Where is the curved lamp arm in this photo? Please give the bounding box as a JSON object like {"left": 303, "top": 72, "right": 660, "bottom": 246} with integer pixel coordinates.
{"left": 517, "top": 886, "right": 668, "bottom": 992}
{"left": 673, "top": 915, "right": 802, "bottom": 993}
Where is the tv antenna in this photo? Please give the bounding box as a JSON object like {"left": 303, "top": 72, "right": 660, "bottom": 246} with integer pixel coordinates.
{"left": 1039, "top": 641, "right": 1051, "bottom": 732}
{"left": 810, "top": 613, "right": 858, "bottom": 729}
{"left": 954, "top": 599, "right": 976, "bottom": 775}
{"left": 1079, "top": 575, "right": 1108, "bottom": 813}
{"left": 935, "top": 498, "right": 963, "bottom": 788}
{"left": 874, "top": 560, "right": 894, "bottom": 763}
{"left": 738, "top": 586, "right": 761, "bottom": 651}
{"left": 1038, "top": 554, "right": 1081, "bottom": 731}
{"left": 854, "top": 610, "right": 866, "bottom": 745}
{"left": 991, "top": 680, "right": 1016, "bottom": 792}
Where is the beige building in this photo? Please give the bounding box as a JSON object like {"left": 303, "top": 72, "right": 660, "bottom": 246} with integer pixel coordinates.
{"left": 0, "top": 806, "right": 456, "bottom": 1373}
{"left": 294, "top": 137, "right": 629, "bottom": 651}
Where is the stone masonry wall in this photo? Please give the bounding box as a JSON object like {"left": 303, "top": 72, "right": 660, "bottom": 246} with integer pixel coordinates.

_ _ _

### Task description
Where the records above contain a line with "Where is the beige", repeat that line and each later line through the end, exactly, and nothing more.

### Response to the task
Where is the beige building in this photo? Please give the bounding box as a JSON object like {"left": 303, "top": 72, "right": 660, "bottom": 246} with integer pixel coordinates.
{"left": 0, "top": 806, "right": 456, "bottom": 1373}
{"left": 294, "top": 137, "right": 629, "bottom": 651}
Where is the stone masonry wall in this photo? Please give the bounding box as a JSON object like {"left": 303, "top": 72, "right": 660, "bottom": 246} with integer pixel coordinates.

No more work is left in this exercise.